— Passage shown —
# 1) Intro — Multi-Agent Nutritionist (Two Models)

This workshop uses **two cooperating agents**:

- **Consultant (Medical Expert) — `Qwen/Qwen3-30B-A3B-Instruct-2507-FP8`**  
  Acts as the *brain* for our medical expert agent. It has access to a **local OpenNutrition DB** (ingredient/nutrition data + potential health warnings).  
  It **assesses the ingredients** of a provided food item and returns an expert analysis plus **healthier alternatives**.

- **Orchestrator (Vision + Retrieval) — `Qwen/Qwen3-VL-30B-A3B-Instruct-FP8`**  
  Accepts **images (labels/barcodes)** or **text**. Uses **OpenFoodFacts (OFF) API** tools to gather ingredients.  
  If OFF fails, it uses **EXA via MCP** as a fallback web search.  
  Finally, it **consults the expert agent** and produces a full analysis and suggested **healthier alternatives**.
  
![Architecture Overview](multi-agent-arch.jpg)


# 2) Flow, Goals, and Agenda

## Flow (High Level)
1. Orchestrator receives input (image/barcode/text) for a snack/food.
2. Orchestrator looks up **ingredients** using **OFF API**; if not found, uses **EXA (MCP)**.
3. Orchestrator passes clean ingredients (or product name) to **Consultant**.
4. Consultant evaluates risks, flags concerns, and proposes **healthier alternatives**.
5. Orchestrator returns a concise, user-friendly **verdict + reasons + alternatives**.

## What You Will Build
- A **Vision-capable Orchestrator agent** (Qwen VL) with tools for **OFF** and **EXA (MCP)**.
- A **Consultant agent** (Qwen 30B text) backed by a **local OpenNutrition DB** toolset.
- The **glue** that lets the Orchestrator consult the Consultant automatically.

— How to complete this task —
Can you retype the portion of the workshop intro that begins with the words containing "# 2) Flow, Goals, and" and ends with "uses **EXA (MCP)**."? Nothing in the listing that follows has any bearing on the workshop intro.

— Excerpted records —

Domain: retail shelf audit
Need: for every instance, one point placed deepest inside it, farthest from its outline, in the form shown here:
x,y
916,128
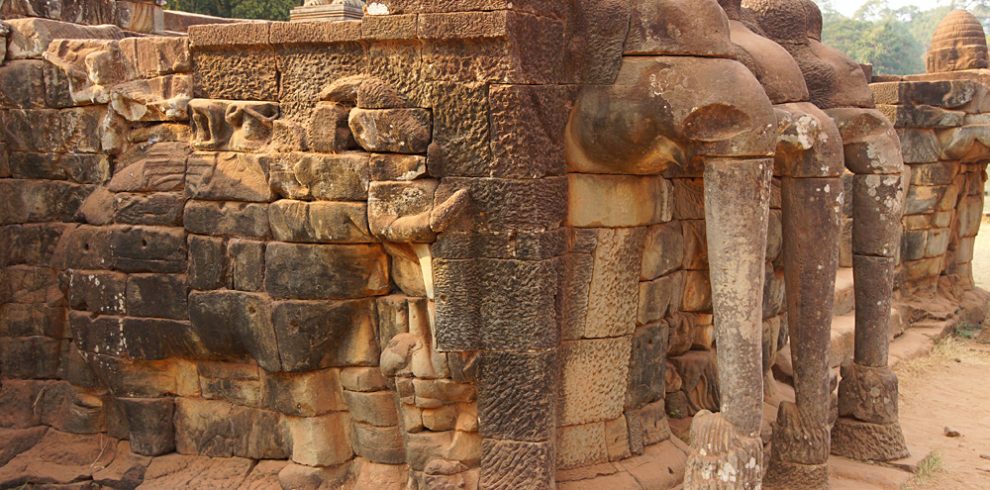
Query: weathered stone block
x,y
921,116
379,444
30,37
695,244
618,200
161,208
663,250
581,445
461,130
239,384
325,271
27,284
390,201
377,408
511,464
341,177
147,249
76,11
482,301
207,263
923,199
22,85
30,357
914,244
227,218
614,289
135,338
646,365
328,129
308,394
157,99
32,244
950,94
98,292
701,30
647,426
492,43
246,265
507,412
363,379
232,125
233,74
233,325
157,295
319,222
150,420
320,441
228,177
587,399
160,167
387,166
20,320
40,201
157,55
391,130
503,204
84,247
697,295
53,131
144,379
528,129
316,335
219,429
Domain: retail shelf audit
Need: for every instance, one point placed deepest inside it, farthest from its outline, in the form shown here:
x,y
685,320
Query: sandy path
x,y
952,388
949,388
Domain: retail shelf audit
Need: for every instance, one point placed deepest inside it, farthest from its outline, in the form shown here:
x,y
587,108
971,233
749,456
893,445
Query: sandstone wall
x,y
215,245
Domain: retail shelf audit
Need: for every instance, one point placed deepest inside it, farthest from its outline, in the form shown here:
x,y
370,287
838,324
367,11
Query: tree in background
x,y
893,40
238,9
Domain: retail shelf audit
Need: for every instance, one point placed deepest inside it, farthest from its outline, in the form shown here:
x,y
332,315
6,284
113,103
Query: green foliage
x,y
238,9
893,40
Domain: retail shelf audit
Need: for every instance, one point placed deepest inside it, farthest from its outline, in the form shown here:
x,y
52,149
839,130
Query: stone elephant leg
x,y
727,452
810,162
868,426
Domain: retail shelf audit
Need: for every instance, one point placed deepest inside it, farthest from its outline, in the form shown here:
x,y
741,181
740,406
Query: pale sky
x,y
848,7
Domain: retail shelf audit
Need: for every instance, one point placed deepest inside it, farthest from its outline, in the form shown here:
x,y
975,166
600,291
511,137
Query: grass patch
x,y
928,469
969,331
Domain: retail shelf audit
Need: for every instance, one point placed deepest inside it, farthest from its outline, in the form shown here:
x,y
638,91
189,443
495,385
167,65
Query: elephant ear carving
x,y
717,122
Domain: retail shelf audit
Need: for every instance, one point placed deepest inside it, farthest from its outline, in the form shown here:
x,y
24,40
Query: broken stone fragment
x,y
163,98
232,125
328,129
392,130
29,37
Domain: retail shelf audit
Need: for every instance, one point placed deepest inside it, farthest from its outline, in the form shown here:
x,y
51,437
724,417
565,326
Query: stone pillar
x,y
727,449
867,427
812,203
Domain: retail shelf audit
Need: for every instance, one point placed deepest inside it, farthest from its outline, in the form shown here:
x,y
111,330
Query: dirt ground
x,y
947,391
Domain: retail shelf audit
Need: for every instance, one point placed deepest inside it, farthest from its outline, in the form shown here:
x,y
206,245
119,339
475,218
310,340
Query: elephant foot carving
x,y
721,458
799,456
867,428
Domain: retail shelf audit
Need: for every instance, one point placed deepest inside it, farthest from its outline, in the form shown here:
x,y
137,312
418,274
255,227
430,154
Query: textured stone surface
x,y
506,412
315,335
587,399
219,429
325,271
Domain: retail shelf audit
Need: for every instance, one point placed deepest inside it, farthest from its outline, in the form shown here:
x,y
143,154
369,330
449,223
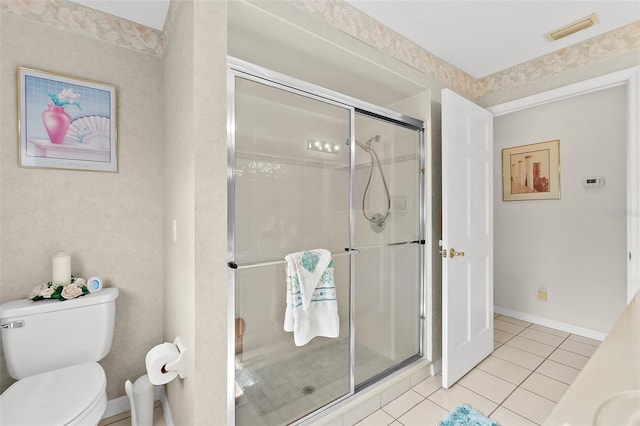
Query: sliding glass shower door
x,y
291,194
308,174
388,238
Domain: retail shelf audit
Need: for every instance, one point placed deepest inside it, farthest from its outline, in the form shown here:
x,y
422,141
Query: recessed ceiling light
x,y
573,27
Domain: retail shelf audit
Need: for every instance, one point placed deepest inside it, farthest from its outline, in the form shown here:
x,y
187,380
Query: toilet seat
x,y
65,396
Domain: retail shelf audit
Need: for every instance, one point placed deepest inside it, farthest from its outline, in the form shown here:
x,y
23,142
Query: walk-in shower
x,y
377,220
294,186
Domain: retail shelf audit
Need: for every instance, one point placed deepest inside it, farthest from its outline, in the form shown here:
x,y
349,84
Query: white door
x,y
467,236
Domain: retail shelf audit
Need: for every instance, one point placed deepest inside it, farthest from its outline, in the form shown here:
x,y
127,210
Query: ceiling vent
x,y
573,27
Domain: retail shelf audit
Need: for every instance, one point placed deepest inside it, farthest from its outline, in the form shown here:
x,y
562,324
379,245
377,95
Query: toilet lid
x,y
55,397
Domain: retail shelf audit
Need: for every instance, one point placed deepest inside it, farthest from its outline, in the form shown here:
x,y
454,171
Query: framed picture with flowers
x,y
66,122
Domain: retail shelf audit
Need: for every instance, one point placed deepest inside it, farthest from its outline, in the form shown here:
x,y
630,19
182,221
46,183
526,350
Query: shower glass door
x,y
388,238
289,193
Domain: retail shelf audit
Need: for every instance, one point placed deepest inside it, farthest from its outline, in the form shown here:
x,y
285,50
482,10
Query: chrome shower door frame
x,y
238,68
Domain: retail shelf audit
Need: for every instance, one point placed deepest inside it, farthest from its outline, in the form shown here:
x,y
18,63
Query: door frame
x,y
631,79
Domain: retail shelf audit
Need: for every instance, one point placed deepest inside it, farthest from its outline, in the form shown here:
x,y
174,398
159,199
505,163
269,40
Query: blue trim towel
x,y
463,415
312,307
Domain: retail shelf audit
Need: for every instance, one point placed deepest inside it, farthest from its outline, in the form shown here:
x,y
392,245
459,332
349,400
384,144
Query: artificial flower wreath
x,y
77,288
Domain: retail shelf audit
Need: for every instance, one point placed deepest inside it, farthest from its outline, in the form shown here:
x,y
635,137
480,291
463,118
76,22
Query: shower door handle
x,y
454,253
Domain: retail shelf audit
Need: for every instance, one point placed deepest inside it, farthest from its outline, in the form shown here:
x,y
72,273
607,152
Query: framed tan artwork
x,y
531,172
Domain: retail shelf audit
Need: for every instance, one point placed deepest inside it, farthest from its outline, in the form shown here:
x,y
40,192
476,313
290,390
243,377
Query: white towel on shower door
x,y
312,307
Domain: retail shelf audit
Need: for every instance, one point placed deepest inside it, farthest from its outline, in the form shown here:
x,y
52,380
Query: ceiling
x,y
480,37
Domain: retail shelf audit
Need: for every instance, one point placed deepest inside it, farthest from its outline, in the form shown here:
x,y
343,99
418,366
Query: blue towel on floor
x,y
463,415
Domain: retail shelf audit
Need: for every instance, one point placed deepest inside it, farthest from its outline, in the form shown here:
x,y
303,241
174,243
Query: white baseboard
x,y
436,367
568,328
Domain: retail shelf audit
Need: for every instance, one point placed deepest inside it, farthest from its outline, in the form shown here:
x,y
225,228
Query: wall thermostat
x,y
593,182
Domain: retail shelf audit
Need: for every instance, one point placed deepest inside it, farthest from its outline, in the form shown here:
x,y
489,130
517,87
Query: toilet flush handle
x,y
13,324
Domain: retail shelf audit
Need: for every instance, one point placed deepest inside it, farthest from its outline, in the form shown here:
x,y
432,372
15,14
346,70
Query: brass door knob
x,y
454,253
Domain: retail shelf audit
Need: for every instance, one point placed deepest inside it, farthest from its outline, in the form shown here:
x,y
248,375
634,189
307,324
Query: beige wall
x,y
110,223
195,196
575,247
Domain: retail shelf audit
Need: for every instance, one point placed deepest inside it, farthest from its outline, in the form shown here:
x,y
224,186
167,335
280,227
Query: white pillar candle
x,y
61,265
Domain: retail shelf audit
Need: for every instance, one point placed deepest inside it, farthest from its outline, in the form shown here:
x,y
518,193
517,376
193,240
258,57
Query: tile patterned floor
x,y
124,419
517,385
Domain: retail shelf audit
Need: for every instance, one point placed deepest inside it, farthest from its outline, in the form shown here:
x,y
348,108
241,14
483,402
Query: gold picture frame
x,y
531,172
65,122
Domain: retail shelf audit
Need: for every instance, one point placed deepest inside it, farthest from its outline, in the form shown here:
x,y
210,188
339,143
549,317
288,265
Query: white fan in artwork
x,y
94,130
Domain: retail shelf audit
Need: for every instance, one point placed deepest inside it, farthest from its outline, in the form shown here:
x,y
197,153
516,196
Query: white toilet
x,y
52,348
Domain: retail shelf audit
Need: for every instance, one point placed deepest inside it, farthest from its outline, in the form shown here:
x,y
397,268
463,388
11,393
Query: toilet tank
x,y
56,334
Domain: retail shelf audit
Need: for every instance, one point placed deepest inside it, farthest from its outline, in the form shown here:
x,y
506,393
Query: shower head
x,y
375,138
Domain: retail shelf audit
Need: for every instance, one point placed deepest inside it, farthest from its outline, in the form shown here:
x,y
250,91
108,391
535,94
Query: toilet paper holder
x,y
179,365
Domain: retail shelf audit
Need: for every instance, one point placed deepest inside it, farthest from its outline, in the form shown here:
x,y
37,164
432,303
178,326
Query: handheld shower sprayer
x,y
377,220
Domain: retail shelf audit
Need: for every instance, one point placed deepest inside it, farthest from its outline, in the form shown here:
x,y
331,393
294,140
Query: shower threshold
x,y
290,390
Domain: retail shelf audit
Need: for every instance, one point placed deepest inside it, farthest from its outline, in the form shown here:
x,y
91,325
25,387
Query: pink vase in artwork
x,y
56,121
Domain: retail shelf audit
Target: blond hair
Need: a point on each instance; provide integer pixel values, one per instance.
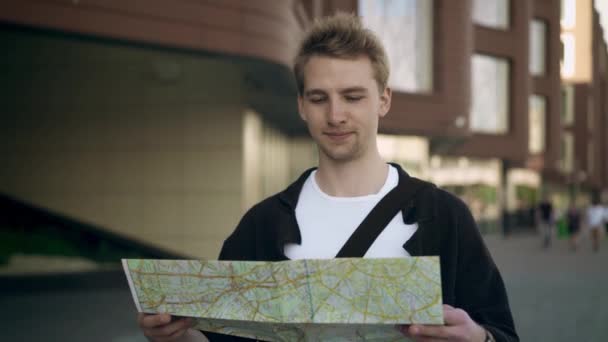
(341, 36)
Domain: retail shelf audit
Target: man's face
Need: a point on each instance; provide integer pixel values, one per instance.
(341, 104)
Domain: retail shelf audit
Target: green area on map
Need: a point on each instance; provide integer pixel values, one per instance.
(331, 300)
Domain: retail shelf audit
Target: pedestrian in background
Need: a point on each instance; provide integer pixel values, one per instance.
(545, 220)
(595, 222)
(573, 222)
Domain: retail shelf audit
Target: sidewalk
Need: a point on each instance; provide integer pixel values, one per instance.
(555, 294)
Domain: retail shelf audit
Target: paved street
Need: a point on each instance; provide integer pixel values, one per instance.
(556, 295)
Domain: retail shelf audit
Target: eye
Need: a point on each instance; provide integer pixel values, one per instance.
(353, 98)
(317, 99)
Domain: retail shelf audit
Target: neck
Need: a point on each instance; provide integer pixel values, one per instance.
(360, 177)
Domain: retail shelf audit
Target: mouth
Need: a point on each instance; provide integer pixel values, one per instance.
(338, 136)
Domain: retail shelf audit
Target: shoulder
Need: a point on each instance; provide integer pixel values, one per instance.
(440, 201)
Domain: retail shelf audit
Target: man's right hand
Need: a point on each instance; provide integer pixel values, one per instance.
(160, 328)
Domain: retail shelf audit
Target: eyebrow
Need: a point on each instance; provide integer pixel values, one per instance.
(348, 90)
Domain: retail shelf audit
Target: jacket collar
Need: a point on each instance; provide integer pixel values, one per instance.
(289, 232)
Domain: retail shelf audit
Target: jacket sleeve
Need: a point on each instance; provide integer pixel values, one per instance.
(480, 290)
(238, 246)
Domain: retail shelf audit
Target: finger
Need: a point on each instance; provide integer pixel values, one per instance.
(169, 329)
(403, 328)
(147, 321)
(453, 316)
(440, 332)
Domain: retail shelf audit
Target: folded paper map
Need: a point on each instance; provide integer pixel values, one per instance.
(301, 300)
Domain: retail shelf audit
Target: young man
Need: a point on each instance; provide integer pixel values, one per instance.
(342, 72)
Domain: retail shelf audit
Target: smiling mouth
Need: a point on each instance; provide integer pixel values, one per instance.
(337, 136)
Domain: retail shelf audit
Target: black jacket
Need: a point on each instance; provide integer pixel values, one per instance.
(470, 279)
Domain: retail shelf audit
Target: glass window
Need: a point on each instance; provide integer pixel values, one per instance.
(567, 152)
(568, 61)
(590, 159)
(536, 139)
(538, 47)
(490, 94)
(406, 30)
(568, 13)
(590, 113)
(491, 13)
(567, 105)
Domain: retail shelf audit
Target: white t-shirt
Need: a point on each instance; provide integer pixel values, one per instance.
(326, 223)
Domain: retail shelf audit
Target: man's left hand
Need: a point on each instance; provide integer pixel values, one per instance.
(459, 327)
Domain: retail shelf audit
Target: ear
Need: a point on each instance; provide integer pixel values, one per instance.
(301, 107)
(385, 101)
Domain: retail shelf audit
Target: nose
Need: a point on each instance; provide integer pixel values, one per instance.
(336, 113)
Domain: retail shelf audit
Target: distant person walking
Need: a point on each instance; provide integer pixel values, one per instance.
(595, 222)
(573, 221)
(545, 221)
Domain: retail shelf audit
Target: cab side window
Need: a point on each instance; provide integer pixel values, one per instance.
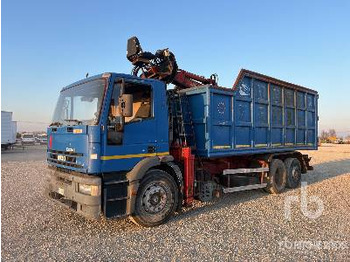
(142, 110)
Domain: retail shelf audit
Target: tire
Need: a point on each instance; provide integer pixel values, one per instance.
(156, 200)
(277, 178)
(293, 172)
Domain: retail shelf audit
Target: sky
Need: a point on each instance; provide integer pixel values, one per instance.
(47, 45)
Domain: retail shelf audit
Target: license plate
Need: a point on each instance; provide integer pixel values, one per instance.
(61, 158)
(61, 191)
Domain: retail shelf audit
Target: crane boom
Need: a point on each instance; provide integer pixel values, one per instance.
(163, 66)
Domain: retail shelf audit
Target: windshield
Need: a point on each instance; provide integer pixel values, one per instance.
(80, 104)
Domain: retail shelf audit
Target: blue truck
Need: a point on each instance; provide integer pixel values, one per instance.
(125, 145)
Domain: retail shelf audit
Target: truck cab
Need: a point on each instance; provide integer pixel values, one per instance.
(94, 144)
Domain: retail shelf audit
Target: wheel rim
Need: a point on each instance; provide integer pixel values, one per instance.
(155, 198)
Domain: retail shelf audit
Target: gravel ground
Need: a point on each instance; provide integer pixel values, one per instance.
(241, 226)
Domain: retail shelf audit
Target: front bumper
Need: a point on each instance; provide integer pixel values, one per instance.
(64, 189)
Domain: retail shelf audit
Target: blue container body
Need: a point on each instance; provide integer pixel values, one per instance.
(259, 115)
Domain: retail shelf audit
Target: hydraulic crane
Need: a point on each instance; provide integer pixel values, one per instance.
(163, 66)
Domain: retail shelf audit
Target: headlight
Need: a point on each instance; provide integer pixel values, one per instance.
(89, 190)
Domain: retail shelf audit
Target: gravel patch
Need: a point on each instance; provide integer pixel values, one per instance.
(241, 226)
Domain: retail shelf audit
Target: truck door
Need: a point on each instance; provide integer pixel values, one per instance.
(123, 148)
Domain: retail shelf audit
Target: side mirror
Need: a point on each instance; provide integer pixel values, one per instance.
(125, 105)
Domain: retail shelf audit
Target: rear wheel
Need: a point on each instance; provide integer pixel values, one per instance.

— Response area —
# 2) Flow, Goals, and Agenda

## Flow (High Level)
1. Orchestrator receives input (image/barcode/text) for a snack/food.
2. Orchestrator looks up **ingredients** using **OFF API**; if not found, uses **EXA (MCP)**.